[Natural language region descriptions]
BEGIN

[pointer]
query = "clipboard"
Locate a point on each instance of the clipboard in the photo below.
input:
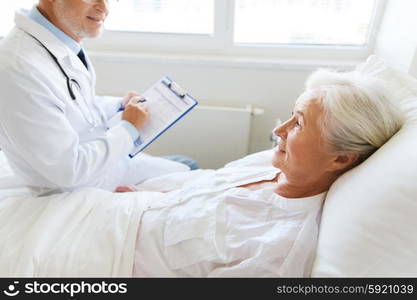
(167, 103)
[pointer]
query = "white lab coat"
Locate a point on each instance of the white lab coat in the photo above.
(47, 139)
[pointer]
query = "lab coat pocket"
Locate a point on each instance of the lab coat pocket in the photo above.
(189, 242)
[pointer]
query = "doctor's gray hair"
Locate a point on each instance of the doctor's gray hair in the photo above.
(360, 115)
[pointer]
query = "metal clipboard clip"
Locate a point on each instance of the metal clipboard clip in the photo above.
(179, 91)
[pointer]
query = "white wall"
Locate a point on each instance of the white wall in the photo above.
(397, 38)
(212, 82)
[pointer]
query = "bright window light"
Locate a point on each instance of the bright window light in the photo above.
(163, 16)
(311, 22)
(7, 9)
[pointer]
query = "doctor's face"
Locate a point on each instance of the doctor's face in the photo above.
(303, 153)
(80, 18)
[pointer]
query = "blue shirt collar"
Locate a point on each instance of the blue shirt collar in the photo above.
(36, 16)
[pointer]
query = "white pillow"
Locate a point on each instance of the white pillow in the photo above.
(369, 221)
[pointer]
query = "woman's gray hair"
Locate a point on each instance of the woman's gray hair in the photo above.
(360, 115)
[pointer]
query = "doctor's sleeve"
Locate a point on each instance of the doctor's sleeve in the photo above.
(109, 104)
(37, 128)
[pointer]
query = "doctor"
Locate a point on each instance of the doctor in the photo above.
(53, 128)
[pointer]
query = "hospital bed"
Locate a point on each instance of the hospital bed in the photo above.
(368, 226)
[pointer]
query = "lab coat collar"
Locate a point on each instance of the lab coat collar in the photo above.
(50, 41)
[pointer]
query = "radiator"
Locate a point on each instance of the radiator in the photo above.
(212, 135)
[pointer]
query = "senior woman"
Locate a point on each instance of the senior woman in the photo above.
(262, 221)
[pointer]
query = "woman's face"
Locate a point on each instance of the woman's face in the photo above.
(303, 153)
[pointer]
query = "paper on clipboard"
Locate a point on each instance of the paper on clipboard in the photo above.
(167, 102)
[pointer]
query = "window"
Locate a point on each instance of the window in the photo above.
(167, 16)
(318, 22)
(249, 27)
(7, 9)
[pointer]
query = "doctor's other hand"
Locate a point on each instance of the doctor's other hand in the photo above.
(135, 113)
(127, 98)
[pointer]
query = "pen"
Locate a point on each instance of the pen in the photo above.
(142, 100)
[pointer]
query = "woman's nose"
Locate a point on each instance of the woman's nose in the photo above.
(281, 130)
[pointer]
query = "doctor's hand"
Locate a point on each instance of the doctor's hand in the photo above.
(135, 113)
(127, 98)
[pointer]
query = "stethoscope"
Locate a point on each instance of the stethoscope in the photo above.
(71, 83)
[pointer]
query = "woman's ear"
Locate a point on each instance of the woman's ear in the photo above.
(343, 161)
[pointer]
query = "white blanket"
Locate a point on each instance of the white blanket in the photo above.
(89, 233)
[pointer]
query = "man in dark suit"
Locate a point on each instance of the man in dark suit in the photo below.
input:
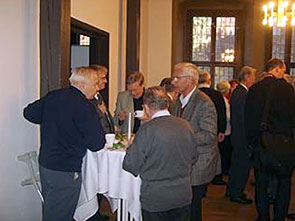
(198, 109)
(106, 121)
(102, 111)
(217, 98)
(162, 153)
(281, 103)
(240, 162)
(69, 126)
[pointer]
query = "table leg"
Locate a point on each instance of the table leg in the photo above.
(119, 210)
(124, 210)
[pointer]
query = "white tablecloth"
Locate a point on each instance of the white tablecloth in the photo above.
(102, 173)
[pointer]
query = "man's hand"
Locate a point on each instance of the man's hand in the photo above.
(220, 137)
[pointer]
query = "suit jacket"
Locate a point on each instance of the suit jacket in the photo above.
(201, 114)
(237, 107)
(105, 119)
(281, 107)
(219, 104)
(124, 102)
(281, 96)
(69, 126)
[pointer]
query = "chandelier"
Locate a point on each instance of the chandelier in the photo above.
(278, 14)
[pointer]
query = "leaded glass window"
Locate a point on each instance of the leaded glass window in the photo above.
(223, 74)
(213, 43)
(201, 38)
(225, 39)
(283, 46)
(84, 40)
(278, 42)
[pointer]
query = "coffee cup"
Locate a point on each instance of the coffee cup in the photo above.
(110, 138)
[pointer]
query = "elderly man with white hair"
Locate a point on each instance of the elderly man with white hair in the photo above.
(69, 126)
(198, 109)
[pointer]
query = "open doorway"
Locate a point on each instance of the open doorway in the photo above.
(89, 46)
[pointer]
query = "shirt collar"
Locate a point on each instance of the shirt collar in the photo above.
(204, 85)
(244, 86)
(184, 100)
(161, 113)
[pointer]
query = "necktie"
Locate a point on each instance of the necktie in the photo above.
(180, 112)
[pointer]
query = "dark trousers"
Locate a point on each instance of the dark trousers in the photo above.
(196, 206)
(179, 214)
(61, 192)
(225, 149)
(282, 197)
(239, 171)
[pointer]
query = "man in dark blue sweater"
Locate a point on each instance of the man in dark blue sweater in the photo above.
(69, 126)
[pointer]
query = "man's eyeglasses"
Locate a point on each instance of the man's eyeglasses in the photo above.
(177, 78)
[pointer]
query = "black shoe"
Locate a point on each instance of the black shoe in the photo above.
(241, 199)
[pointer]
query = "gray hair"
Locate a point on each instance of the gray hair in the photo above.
(135, 77)
(99, 68)
(223, 87)
(156, 98)
(81, 75)
(189, 69)
(245, 72)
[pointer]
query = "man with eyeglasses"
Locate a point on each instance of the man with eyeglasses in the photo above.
(128, 102)
(198, 109)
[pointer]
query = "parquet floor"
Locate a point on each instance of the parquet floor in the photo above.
(216, 207)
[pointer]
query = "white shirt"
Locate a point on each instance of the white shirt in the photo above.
(161, 113)
(184, 100)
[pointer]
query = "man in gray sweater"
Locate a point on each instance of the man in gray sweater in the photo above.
(162, 153)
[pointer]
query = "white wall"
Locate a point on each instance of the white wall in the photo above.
(156, 40)
(19, 85)
(105, 15)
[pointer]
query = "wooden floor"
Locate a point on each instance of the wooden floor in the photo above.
(216, 207)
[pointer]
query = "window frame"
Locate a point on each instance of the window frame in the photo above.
(238, 39)
(288, 39)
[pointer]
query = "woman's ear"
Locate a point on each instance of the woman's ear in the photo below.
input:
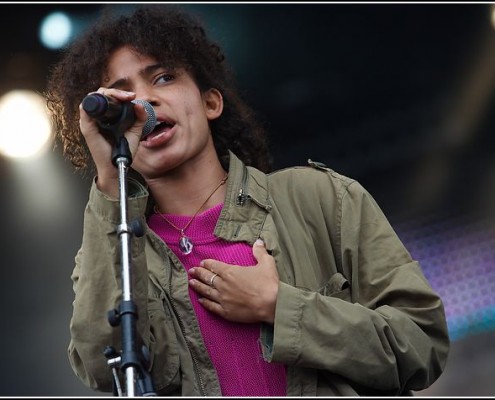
(213, 102)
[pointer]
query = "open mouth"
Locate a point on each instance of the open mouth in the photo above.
(160, 128)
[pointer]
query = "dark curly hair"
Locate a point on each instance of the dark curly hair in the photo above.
(175, 39)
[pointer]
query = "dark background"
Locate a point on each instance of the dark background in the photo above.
(398, 96)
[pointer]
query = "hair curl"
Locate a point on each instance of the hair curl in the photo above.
(176, 40)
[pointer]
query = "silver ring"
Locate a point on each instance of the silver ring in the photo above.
(212, 279)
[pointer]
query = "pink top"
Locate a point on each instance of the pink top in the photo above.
(234, 348)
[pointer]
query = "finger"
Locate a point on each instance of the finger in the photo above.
(259, 249)
(212, 306)
(213, 265)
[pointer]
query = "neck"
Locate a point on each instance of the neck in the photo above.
(182, 192)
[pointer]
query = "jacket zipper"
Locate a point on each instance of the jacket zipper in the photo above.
(242, 195)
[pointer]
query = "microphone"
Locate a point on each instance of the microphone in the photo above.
(116, 117)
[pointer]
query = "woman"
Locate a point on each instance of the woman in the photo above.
(246, 283)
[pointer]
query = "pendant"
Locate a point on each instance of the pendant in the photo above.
(185, 245)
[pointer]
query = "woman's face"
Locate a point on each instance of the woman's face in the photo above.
(183, 137)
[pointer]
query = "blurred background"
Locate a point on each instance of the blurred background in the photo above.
(398, 96)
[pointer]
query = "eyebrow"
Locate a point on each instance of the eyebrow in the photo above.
(150, 69)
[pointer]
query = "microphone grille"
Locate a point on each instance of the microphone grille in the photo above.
(151, 120)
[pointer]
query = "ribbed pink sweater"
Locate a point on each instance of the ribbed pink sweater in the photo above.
(234, 348)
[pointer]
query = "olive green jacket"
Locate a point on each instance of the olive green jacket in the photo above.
(354, 316)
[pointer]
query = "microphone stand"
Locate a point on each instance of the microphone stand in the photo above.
(134, 361)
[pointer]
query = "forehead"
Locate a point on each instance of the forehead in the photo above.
(126, 62)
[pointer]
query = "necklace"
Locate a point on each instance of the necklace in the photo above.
(185, 243)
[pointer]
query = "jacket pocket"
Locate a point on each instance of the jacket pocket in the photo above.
(164, 346)
(337, 286)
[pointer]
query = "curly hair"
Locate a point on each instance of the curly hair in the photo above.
(176, 40)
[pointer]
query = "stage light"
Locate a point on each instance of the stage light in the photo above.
(25, 128)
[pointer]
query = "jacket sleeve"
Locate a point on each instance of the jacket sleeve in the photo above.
(391, 336)
(97, 284)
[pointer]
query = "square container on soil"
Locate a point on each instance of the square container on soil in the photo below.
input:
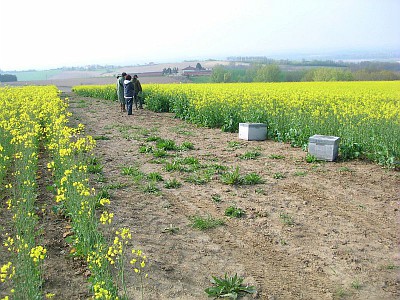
(324, 147)
(253, 131)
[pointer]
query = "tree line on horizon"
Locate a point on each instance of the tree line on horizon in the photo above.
(273, 72)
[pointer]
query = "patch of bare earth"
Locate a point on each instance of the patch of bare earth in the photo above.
(310, 231)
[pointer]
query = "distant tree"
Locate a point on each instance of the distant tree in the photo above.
(268, 73)
(199, 67)
(218, 73)
(8, 78)
(365, 74)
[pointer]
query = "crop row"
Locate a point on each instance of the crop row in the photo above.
(34, 125)
(365, 115)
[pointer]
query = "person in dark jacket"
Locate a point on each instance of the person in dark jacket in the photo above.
(128, 93)
(120, 90)
(138, 89)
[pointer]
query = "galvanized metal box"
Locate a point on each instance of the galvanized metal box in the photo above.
(253, 131)
(324, 147)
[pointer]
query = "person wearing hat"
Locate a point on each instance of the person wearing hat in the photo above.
(138, 90)
(128, 93)
(120, 90)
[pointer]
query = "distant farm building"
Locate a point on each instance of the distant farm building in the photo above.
(192, 71)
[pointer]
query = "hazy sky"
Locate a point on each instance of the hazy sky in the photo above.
(45, 34)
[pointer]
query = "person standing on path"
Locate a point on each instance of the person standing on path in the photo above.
(138, 90)
(120, 91)
(128, 93)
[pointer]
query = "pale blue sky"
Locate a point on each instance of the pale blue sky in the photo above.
(49, 34)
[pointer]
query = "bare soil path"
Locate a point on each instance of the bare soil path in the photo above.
(310, 231)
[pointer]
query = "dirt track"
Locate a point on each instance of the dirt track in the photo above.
(310, 231)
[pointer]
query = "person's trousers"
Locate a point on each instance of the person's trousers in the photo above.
(138, 100)
(129, 103)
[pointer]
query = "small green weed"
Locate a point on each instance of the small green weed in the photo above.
(234, 145)
(166, 145)
(276, 156)
(186, 146)
(198, 178)
(229, 287)
(154, 176)
(172, 184)
(151, 188)
(250, 155)
(128, 170)
(145, 149)
(160, 153)
(234, 212)
(115, 186)
(216, 198)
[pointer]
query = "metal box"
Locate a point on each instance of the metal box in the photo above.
(253, 131)
(324, 147)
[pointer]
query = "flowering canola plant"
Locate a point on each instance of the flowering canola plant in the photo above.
(32, 118)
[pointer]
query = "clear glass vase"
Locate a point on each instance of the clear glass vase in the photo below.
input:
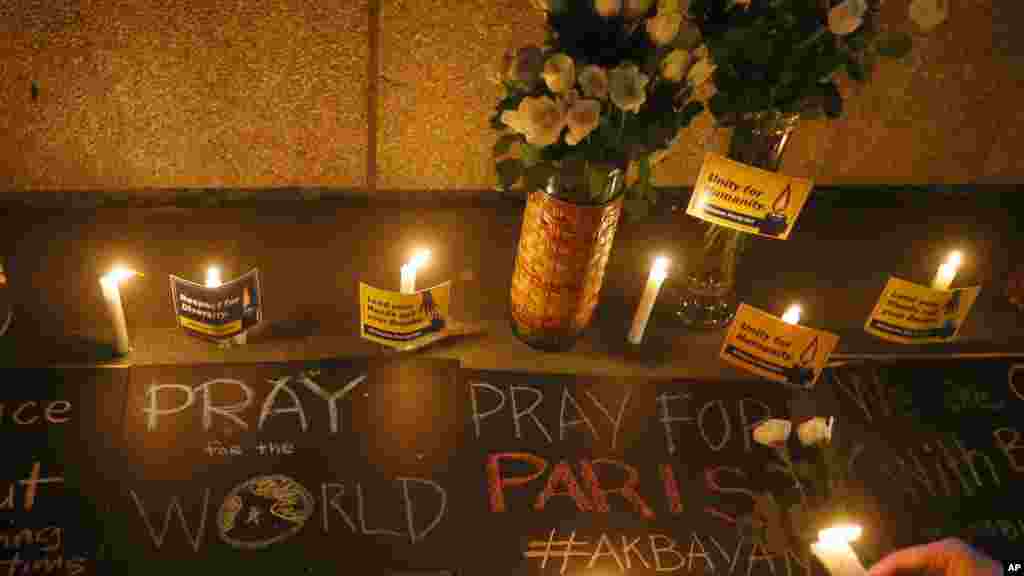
(709, 293)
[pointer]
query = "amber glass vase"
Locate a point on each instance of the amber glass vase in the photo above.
(709, 291)
(559, 265)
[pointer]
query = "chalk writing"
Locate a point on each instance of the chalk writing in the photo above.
(658, 551)
(710, 411)
(174, 506)
(31, 485)
(50, 566)
(157, 408)
(37, 412)
(275, 448)
(571, 414)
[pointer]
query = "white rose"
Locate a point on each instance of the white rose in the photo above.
(540, 119)
(664, 28)
(674, 65)
(700, 71)
(627, 87)
(772, 432)
(929, 13)
(816, 430)
(846, 17)
(584, 115)
(524, 65)
(559, 73)
(636, 8)
(594, 82)
(608, 8)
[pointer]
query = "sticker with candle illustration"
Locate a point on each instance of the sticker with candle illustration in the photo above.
(911, 314)
(217, 311)
(399, 320)
(777, 348)
(748, 199)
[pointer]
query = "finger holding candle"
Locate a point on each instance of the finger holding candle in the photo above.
(947, 271)
(658, 273)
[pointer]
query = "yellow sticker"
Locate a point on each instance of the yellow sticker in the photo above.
(787, 354)
(748, 199)
(399, 320)
(911, 314)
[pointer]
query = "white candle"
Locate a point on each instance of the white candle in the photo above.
(657, 274)
(213, 281)
(833, 548)
(792, 315)
(409, 271)
(947, 272)
(111, 285)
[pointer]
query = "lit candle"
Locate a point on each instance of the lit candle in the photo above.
(792, 315)
(409, 271)
(833, 548)
(947, 272)
(111, 285)
(657, 274)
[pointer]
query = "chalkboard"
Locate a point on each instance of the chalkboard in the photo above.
(947, 434)
(58, 429)
(417, 466)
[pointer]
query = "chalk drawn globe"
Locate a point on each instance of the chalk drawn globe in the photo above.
(263, 510)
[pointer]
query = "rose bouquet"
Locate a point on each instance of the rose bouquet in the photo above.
(786, 56)
(609, 90)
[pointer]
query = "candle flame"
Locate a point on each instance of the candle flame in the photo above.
(839, 536)
(954, 259)
(213, 277)
(419, 259)
(660, 269)
(792, 315)
(119, 274)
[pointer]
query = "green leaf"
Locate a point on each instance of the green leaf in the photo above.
(856, 70)
(834, 101)
(689, 112)
(636, 208)
(895, 44)
(509, 172)
(537, 176)
(504, 144)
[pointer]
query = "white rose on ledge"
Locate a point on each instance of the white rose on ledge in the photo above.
(664, 28)
(772, 432)
(846, 17)
(628, 87)
(559, 73)
(594, 82)
(816, 430)
(540, 119)
(584, 116)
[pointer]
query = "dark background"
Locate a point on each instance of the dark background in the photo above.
(414, 419)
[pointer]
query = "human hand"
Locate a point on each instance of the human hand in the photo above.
(945, 558)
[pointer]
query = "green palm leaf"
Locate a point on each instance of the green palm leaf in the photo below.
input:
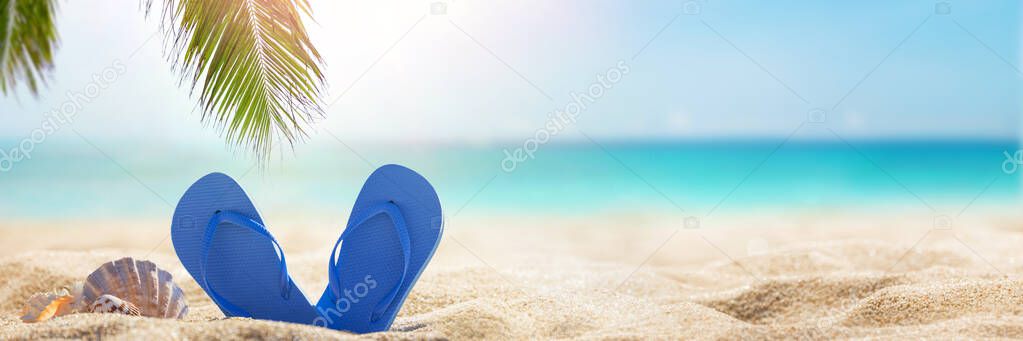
(28, 39)
(257, 73)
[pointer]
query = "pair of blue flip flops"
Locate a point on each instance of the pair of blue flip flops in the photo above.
(395, 226)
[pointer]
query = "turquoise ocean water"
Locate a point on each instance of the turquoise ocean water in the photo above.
(110, 179)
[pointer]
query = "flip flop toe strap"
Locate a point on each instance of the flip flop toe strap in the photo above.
(251, 224)
(392, 211)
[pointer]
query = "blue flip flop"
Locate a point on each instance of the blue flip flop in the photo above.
(393, 231)
(222, 242)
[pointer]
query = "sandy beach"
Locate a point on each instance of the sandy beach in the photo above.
(616, 276)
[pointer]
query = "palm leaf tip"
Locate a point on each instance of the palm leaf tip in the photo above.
(28, 39)
(257, 75)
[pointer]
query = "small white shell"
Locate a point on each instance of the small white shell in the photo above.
(44, 306)
(148, 288)
(110, 303)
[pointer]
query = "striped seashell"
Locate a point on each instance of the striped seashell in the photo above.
(113, 304)
(146, 287)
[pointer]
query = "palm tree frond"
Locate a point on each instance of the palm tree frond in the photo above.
(257, 74)
(28, 39)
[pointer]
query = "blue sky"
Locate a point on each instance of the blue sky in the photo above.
(488, 72)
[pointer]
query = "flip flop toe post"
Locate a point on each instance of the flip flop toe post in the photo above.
(224, 245)
(393, 231)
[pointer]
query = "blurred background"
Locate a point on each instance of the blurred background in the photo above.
(569, 108)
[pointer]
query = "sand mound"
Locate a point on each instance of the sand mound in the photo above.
(493, 287)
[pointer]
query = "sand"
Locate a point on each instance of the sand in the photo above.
(616, 276)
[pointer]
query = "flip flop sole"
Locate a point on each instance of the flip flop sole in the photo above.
(370, 260)
(242, 266)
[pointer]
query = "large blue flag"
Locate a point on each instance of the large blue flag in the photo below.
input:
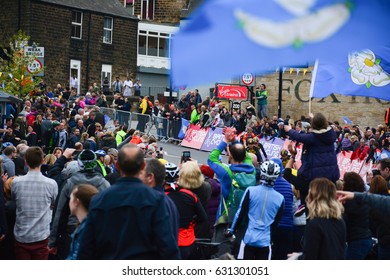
(184, 125)
(361, 73)
(224, 38)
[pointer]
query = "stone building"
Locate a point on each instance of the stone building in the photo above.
(295, 90)
(88, 39)
(159, 20)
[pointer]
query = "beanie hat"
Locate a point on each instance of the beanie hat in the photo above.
(87, 160)
(278, 161)
(207, 171)
(71, 168)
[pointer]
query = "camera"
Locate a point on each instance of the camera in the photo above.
(186, 156)
(160, 153)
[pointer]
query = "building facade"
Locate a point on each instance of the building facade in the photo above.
(159, 20)
(87, 40)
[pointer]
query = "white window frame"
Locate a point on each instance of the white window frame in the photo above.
(158, 36)
(147, 9)
(75, 65)
(108, 29)
(106, 68)
(78, 24)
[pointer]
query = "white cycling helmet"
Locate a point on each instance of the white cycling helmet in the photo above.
(269, 171)
(171, 172)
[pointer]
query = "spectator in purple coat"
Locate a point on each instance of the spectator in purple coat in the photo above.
(212, 205)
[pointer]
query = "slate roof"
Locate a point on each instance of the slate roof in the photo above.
(6, 98)
(107, 7)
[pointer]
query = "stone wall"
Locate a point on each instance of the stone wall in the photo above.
(165, 11)
(50, 26)
(295, 95)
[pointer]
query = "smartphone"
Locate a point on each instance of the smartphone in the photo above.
(186, 156)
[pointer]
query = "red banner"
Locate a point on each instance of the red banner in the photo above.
(297, 162)
(194, 137)
(232, 92)
(345, 164)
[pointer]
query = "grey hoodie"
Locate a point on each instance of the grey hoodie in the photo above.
(80, 177)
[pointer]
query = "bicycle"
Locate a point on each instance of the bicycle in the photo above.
(205, 249)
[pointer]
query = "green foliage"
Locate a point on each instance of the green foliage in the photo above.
(13, 74)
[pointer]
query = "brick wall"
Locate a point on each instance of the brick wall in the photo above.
(166, 11)
(51, 28)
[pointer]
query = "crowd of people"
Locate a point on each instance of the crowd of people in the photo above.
(73, 189)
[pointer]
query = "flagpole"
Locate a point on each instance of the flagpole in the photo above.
(313, 79)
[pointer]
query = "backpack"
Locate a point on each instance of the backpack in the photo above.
(240, 182)
(149, 107)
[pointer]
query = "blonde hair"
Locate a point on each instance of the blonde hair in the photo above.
(8, 187)
(321, 200)
(190, 176)
(49, 159)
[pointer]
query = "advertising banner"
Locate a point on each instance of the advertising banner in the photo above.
(272, 147)
(345, 164)
(213, 138)
(194, 137)
(232, 92)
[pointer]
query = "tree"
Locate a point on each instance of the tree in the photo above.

END

▶ _Aim of the exercise_
Word for word, repeat the lines from the one holding "Locate a point on each instance of the backpack" through the last line of the entries, both included.

▶ _Problem solution_
Locate a point on each instance of the backpack in the photo above.
(240, 182)
(149, 107)
[pointer]
query = "blonde hair"
Locate a point on each instance of the blonde hair in the photo above.
(8, 187)
(321, 200)
(190, 176)
(49, 159)
[pointer]
query = "advertising banner"
Locate a point on each instance of the advertising banner in the photo above.
(272, 147)
(345, 164)
(213, 138)
(194, 137)
(232, 92)
[pointer]
query = "tree"
Locate a point on each instance of the tree in the photo above.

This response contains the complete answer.